#### [Task prompt]
Write the next part of the post on Jean Baudrillard, picking up after its last sentence.

#### [Source document]
────────────────────────────────────────

[iDC] Some thoughts on Jean Baudrillard
A. G-C
guibertc at criticalsecret.com
Tue Mar 13 11:50:11 EDT 2007
I guess than it is not an injure to credit punks in such a thread - I hope
so:
from http://k-punk.abstractdynamics.org/
March 09, 2007
'My death is everywhere, my death dreams'
Baudrillard's contribution can be most easily appreciated when you consider
who condemned him and why. He was denounced by Brit-American empiricists as
an incomprehensible obscurantist at the same time as he was dismissed by the
overlords of Continental Philosophy for being a pop philosopher, flimsy and
insubstantial. Behind these denunciations, you gain a glimpse of a theorist
who was playful yet solemn, an opaquely lucid stylist who was in love with
jargon and in touch with media.
Baudrillard was never quite laborious or detached enough to qualify as a
Continentalist, nor even as a philosopher (he was based, improbably, in a
Sociology department). Always an outsider, projected out of the peasantry
into the elite academic class, he ensured his marginalization with the
marvellously provocative Forget Foucault, which wittily targeted Deleuze and
Guattari's micropolitics as much as it insouciantly announced the redundancy
of Focault's vast edifice.
In Baudrillard, theory escaped the 60s. Baudrillard's texts, in their
disappointed tone as much as anything else, belong to our world, our era.
The various revolutions of the sixties were petering out as Baudrillard
began to produce his work. The system proved to be voracious, protean; it
absorbed the attacks of its would-be enemies and sold them back as
advertising. Critique was useless; new - fatal - strategies needed to be
developed, which involved the theorist homeopathically introjecting elements
of the system, the code, in the hope of setting the system against itself,
overbalancing it.

────────────────────────────────────────

#### [Stored data]

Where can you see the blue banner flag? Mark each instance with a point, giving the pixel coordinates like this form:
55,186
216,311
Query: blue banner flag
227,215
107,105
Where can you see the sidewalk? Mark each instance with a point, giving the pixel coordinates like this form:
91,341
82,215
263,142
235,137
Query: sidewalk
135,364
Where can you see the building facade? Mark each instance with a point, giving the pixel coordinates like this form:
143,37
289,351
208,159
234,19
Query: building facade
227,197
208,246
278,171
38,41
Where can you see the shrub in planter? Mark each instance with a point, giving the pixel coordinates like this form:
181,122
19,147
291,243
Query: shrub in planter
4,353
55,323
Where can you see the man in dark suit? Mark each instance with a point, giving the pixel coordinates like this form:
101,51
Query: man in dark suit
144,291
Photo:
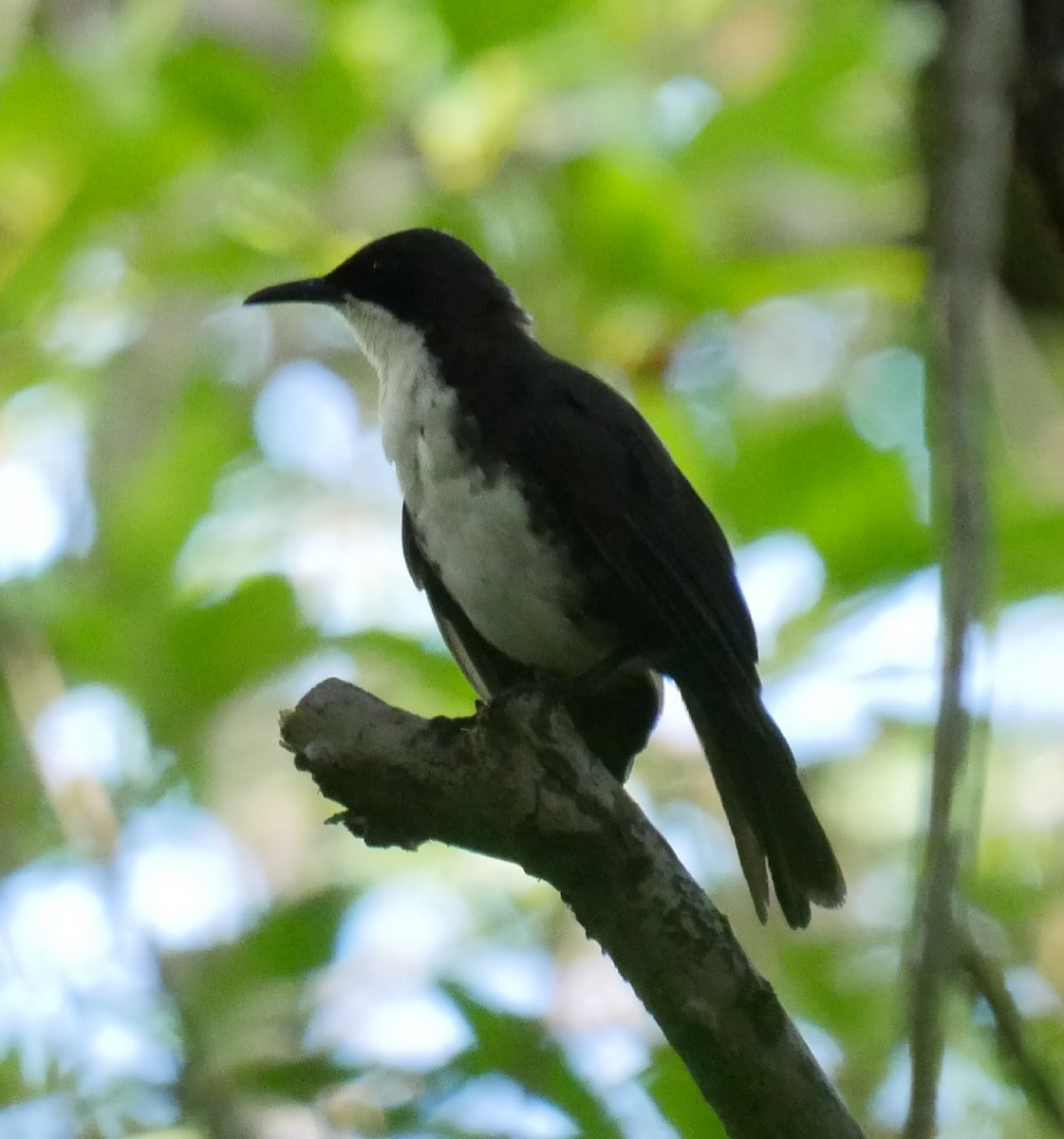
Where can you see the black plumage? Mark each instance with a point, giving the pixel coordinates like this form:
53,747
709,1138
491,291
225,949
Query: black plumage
649,580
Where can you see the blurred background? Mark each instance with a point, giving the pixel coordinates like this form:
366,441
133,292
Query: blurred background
717,206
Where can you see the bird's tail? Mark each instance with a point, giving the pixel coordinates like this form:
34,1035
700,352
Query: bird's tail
770,817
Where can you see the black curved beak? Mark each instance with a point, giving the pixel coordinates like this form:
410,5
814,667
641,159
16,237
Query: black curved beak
312,290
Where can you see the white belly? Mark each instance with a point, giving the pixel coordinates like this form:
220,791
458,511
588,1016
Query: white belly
513,586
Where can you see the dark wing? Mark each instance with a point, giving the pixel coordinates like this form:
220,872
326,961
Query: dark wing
612,485
665,567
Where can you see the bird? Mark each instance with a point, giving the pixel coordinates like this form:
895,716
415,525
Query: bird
561,547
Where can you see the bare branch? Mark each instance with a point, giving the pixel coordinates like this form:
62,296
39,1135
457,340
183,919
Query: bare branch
966,216
517,784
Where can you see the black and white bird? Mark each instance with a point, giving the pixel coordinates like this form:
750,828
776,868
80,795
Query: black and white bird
559,545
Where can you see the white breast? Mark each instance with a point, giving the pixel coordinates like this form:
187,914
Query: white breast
511,582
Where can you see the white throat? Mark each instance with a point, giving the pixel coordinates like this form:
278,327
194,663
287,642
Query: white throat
515,586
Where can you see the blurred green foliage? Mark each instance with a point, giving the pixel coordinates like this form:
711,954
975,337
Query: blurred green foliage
716,206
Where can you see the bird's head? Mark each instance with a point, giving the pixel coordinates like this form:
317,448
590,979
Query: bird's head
419,280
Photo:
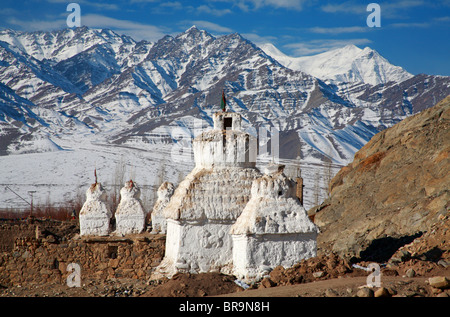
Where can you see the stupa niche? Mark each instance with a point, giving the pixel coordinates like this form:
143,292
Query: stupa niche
273,229
130,215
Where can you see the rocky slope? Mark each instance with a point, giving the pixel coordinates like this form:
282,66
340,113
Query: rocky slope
103,99
394,191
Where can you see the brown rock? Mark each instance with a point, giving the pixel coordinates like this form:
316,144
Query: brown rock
365,292
404,160
266,283
382,292
440,282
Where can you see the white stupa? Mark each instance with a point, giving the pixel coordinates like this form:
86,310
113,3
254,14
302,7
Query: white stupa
273,229
159,223
209,200
130,215
95,215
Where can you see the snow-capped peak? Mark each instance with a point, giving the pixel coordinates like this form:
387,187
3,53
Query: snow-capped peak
347,64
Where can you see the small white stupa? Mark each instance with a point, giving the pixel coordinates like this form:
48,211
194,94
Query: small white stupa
130,215
273,229
95,215
159,223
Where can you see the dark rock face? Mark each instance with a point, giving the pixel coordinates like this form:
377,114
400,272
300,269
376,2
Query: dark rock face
396,187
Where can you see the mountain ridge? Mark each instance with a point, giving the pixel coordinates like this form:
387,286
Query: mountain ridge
140,95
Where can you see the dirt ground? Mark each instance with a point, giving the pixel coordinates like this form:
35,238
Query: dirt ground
406,274
295,282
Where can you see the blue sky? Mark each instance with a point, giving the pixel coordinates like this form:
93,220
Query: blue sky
414,34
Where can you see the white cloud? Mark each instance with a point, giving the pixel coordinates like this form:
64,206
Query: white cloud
136,30
258,39
209,26
339,30
208,10
247,5
320,46
38,25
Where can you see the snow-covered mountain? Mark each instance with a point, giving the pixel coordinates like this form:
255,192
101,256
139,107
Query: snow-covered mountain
349,64
75,100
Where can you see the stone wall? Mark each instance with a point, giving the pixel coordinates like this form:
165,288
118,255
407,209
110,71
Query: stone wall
38,261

────────────────────────────────────────

#### [Written answer]
It is a commonplace that science fiction reveals more about the time it was
written than it tells us about the future. But Baudrillard's self-styled
science-fiction-theory - which drew upon the theoretical fictions of Ballard
and Dick - actually did foretell the future, which is our present. Already,
in the 1970s, Baudrillard was basing theoretical riffs on reality TV and the
media logic of terrorism. His texts, which dispensed with the academic
machinery of footnotes and references around the time of Symbolic Exchange
and Death in 1977, became increasingly incantatory and aberrantly lyrical
until they resembled a glacial cybernetic poetry, which, especially in the
later works, you could easily believe was the work of some dejected AI,
endlessly remixing its own concepts and linguistic formulas.
Baudrillard is condemned, sometimes lionised, as the melancholic observer of
a departed reality. He was certainly melancholic, but what he mourned was
not a lost reality but what he variously termed the illusory, symbolic
exchange, the seductive. Reality disappeared at the same moment that art and
artifice were eliminated. Deprived of its heightened reflection, extension
and hyperbolization in myth, art and ritual, reality cannot sustain itself.
It is the very quest to access reality in itself, without illusion, that
generates the hyperreal implosion. Here, as Baudrillard long ago realised,
reality TV is exemplary. Film an unscripted scene and you might not have
art, but you do not have reality either. You have reality's uncanny double,
its excrescence: simulation, precisely.
Baudrillard: the prophet in our desert, the prophet of our desert.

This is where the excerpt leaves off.